═══ Listed entries

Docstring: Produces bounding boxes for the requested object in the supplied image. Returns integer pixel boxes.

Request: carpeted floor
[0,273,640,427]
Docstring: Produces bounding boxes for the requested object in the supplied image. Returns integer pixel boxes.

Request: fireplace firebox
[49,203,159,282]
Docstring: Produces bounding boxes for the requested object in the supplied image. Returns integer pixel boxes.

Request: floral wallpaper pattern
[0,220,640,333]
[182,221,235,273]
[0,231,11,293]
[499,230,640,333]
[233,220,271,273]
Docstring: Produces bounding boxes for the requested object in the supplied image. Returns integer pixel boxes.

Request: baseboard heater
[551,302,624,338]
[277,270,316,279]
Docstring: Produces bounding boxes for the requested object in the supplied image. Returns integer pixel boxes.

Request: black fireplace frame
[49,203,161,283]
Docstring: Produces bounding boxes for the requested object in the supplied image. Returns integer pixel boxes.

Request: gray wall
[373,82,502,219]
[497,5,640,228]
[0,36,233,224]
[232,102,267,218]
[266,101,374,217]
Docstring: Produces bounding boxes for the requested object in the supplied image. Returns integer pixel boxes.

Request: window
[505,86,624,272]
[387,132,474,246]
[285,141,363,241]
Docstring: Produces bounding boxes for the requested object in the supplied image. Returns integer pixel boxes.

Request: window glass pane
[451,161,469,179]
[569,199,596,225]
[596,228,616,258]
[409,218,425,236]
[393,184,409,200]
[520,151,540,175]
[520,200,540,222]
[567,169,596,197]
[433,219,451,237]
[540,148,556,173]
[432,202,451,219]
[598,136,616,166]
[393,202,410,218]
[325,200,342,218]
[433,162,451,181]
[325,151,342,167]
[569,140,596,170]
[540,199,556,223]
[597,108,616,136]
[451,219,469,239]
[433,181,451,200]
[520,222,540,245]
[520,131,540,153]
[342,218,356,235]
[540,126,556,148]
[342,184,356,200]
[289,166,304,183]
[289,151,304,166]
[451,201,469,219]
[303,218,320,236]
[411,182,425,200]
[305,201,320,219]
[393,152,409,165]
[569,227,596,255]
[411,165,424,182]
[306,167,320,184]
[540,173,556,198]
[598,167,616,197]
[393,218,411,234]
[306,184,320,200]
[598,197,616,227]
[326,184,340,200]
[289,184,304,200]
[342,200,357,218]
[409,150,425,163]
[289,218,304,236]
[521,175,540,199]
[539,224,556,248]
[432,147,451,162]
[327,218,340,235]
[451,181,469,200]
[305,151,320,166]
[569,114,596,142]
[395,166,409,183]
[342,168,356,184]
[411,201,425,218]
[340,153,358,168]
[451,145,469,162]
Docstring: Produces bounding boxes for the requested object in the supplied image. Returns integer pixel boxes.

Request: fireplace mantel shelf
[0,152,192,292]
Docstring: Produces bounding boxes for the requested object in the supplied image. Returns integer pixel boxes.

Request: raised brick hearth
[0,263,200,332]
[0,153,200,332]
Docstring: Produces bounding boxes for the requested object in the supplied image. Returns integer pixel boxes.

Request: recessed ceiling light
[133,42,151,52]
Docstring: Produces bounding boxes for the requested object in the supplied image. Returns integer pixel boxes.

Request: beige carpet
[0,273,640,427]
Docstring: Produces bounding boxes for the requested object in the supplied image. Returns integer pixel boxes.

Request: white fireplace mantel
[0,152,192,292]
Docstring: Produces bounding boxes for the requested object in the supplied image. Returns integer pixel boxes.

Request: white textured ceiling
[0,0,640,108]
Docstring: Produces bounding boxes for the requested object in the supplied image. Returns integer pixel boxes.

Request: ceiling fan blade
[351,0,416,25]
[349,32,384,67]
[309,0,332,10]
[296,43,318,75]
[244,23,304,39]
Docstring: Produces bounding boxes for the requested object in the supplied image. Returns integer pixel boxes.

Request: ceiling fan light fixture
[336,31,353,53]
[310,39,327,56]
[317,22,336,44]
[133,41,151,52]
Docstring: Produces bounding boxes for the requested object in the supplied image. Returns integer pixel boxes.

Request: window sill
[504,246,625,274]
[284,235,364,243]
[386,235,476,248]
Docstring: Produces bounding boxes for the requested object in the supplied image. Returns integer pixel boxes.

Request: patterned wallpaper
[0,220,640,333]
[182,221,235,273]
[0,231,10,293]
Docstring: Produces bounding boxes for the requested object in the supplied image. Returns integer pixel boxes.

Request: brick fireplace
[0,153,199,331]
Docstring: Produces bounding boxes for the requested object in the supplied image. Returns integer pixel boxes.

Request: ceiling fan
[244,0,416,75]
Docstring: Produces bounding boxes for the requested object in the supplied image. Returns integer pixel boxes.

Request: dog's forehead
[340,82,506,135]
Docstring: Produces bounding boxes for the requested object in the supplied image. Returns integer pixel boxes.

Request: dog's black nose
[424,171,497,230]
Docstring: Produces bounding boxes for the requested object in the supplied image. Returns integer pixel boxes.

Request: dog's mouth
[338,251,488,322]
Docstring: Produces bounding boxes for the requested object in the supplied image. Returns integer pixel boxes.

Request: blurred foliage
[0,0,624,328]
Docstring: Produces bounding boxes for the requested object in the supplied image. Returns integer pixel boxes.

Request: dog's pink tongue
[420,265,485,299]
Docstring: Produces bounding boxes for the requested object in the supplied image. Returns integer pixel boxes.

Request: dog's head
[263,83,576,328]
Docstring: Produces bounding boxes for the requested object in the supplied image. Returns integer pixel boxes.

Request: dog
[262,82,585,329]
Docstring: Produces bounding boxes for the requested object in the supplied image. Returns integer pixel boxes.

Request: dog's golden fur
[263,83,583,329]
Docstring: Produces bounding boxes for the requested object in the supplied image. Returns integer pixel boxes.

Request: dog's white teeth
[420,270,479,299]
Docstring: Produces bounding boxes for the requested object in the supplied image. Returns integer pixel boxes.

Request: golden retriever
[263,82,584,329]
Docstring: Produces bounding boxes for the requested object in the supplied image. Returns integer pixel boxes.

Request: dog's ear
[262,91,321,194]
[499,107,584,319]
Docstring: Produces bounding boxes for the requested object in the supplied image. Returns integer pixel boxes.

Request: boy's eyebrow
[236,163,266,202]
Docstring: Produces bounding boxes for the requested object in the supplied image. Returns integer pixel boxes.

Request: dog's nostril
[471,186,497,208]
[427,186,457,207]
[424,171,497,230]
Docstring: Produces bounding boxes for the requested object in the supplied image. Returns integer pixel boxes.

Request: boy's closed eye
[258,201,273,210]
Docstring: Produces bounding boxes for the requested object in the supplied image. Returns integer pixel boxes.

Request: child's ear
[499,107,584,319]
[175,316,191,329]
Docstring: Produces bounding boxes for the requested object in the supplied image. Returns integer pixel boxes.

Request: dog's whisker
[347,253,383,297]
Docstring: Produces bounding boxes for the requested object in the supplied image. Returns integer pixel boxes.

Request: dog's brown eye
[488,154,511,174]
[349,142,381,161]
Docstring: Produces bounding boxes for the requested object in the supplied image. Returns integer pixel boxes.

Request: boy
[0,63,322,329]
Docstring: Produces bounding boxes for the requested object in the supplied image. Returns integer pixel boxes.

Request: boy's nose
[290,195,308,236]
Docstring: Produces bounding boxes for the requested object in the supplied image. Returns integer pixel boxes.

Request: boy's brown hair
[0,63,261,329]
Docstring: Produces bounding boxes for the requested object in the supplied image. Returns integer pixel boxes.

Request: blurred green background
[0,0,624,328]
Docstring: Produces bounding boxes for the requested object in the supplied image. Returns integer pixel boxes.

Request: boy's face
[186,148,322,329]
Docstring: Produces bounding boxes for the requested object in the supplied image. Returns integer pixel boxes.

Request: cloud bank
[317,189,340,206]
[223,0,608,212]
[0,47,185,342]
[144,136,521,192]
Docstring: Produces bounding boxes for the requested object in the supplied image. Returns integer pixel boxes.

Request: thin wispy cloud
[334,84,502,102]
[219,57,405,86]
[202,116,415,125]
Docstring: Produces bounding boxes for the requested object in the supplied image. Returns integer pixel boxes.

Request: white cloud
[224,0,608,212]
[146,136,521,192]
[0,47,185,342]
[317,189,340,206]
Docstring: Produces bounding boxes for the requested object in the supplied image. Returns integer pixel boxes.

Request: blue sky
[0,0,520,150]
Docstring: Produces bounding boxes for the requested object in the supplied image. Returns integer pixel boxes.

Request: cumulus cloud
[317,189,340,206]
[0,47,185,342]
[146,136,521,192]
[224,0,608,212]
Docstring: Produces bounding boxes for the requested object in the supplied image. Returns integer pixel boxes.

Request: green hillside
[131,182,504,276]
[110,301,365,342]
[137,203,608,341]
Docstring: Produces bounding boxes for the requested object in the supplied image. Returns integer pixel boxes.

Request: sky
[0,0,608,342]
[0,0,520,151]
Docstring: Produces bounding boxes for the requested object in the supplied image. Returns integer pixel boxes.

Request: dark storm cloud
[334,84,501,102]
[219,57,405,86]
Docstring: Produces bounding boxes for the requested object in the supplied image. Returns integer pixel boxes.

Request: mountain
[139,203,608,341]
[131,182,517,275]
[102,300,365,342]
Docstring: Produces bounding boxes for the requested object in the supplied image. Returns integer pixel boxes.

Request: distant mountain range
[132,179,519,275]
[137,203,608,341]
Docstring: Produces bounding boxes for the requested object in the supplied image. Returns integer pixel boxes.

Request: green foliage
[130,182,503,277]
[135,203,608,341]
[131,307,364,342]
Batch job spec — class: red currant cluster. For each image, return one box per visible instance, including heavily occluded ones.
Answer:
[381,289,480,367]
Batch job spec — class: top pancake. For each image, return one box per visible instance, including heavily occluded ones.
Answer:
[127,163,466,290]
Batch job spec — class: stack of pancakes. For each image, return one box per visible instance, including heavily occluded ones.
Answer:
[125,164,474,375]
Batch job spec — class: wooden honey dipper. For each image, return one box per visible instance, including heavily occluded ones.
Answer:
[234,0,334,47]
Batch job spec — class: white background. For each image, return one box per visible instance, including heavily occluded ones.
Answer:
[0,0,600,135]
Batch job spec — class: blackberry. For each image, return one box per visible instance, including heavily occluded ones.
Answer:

══════

Directive
Please render the lines from the one containing "Batch job spec — class: top" up to and including the final line of the records as a JSON list of strings, one string per line, with blank lines left out.

Worked answer
[
  "Batch job spec — class: top pancake. For each image, return one box per visible instance, including heavily occluded ones.",
  "Answer:",
  "[127,163,466,290]",
  "Batch job spec — class: stack of pancakes. For each image, return one box per visible instance, including heavily occluded ones.",
  "Answer:",
  "[125,164,474,375]",
  "Batch job spec — class: wooden honey dipper. For each image, return one box per visible instance, including heavily occluded ones.",
  "Answer:",
  "[234,0,334,47]",
  "Batch job spec — class: white background. For each image, return one box per visible instance, including heavily occluded ones.",
  "Answer:",
  "[0,0,600,135]",
  "Batch job spec — class: blackberry. For each image, return one box per visible instance, including heavily occluded ones.",
  "Answer:"
]